**TEXT SHOWN:**
Beeminder creates a series of intermediate daily deadlines, working towards some desired long-term goal. As you probably know, it does that with real-money commitment devices. It’s common to come down to the wire on those deadlines every dang day. It’s powerful motivation. But is it… too powerful?
If you’re a strong believer in the concept of self-discipline then Beeminder may seem like a crutch for the lazy. We have a lot of objections to the premises of that argument but let’s take it for granted for now that self-discipline is necessary and important and constructing elaborate external incentives is cheating, bad, wrong, and counter-productive. Our first claim is that even if all that were true, Beeminder can still be used productively.
Trapezes and Safety Ropes
A tortured analogy might involve trapeze rigging. You could use ropes to help support you as you fly through the air with the greatest of ease. Let’s say that makes you weaker and hurts you in the long run. Our answer: use the ropes to make a safety net. They’re not touching you, but if you slip up, they’ll be there.
In Beeminderland, that means using the Beeminder graph to track your progress but dialing the commitment down to something stupidly easy. Something it would be a travesty to fall short of. Then exercise your self-discipline in staying far above Beeminder’s bright red line. If you succeed, wonderful. If not, Beeminder will enforce that bare minimum. After all, if your self-discipline does fail, better to use the crutch and still get some productivity than fall completely on one’s face. You can keep using other — what those who self-identify as self-disciplined might consider more wholesome — productivity methods until you find something that makes Beeminder superfluous. Also we don’t think Beeminder is superfluous even if you’re not leaning on it for motivation. The data and graphs are a valuable measure and visualization of your progress!

**TASKS FOR THIS EXERCISE:**
**1)** Transcribe the Beeminder text from "Trapezes and Safety" up to and including "they’ll be there.".
**2)** Write the next part of the text about Beeminder and self-discipline, picking up after its final sentence.
The lines after the Beeminder text are separate material, unrelated to it.

**RECORDS SUPPLIED:**

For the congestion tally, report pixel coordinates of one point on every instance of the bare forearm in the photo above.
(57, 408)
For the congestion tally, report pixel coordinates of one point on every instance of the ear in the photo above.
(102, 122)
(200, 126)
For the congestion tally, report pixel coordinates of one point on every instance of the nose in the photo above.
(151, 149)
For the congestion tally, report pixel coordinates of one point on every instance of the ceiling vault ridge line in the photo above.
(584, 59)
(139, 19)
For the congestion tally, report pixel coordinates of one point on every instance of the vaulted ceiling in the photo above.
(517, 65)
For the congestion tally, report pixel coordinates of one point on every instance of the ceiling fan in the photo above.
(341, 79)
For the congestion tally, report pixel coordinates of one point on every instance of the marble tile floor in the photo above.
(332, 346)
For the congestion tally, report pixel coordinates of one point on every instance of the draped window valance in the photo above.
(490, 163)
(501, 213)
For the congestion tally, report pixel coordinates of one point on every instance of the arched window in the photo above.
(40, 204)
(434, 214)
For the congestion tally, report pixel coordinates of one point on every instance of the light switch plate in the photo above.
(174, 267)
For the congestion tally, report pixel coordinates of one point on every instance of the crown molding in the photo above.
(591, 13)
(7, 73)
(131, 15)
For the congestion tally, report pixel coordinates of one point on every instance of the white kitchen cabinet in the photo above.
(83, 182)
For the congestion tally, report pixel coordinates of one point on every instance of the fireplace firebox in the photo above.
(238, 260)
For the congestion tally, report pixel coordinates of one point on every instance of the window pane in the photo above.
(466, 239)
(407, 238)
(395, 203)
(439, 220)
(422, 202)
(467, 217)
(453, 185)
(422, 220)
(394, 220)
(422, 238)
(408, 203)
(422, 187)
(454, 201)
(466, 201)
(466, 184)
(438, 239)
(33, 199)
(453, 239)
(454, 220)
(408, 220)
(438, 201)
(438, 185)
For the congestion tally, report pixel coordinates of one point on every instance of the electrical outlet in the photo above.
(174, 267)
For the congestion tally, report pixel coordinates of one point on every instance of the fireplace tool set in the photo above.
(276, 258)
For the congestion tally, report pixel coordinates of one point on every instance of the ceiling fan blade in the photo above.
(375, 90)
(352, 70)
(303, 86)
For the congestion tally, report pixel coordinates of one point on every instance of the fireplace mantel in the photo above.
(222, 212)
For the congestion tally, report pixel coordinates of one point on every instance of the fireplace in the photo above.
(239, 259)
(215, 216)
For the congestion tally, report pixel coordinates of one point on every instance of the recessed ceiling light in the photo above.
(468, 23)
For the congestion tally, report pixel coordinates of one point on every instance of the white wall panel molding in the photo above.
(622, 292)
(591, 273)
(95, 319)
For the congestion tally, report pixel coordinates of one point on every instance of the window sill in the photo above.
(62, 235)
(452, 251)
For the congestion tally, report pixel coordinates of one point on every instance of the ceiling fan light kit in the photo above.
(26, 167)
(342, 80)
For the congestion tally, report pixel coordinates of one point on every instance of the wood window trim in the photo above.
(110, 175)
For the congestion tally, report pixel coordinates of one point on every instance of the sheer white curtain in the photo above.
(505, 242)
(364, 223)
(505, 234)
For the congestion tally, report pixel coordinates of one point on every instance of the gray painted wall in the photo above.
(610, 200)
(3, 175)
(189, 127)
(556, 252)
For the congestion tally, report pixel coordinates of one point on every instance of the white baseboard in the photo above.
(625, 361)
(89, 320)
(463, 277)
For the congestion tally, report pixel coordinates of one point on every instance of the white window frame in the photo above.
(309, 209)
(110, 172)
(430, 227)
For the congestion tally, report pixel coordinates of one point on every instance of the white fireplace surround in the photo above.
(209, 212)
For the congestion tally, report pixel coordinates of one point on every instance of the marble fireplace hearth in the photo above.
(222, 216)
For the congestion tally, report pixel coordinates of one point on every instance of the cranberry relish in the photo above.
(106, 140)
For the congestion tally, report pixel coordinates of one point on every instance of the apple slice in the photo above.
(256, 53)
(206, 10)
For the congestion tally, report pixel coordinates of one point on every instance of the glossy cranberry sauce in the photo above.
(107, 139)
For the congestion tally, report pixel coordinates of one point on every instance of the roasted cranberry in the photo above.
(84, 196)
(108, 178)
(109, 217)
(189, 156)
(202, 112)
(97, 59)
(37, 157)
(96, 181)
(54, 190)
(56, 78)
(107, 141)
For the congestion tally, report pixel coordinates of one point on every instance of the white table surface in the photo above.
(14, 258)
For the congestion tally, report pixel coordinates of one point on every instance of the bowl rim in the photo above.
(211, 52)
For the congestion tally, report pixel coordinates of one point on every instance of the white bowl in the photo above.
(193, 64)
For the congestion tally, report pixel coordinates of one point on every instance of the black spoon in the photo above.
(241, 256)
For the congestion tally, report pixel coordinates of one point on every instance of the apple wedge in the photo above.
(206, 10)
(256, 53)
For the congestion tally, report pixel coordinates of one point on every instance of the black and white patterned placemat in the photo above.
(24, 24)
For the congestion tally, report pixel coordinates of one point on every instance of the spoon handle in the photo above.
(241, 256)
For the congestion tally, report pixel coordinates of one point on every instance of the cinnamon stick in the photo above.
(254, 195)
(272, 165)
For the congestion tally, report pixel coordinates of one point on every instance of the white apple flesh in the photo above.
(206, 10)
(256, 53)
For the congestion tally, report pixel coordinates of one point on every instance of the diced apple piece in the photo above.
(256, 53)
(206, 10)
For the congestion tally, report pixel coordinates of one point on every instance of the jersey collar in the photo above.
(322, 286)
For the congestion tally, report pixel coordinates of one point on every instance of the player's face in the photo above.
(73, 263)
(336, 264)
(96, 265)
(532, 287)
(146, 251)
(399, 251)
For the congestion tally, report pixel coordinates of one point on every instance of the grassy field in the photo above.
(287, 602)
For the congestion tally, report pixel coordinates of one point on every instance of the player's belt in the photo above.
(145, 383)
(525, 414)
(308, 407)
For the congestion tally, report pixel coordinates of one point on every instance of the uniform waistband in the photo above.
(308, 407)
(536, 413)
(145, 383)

**RESPONSE LIST:**
**1)**
Trapezes and Safety Ropes
A tortured analogy might involve trapeze rigging. You could use ropes to help support you as you fly through the air with the greatest of ease. Let’s say that makes you weaker and hurts you in the long run. Our answer: use the ropes to make a safety net. They’re not touching you, but if you slip up, they’ll be there.

**2)**
But now let us get back to arguing against the premises of the claim that Beeminder is a crutch for the undisciplined. We have a blog post on the Type Bee personality arguing, a bit self-congratulatorily, what brilliant, disciplined, high-integrity people Beeminder users are. It also analogizes Beeminder to wearing glasses. It’s great if you don’t need them but if you do need them, just wear the dang things rather than stumble around bumping into furniture wishing you didn’t.
Willpower
Circumstantial evidence, you say? Beeminder users may be hyperproductive superstars but that doesn’t mean Beeminder is making them that way. As for analogizing Beeminder to wearing glasses, what if Beeminder is more like training wheels on a bike, you ask? What if Beeminder atrophies your willpower?
Oh boy. First, there’s a misconception to clear up: willpower is not like a muscle. If you don’t believe us and really want to exercise your willpower, there are any number of ways you can do that. Keep a jar of jellybeans on your desk maybe? Just pick something that doesn’t jeopardize your life goals if your willpower exercising goes awry sometimes.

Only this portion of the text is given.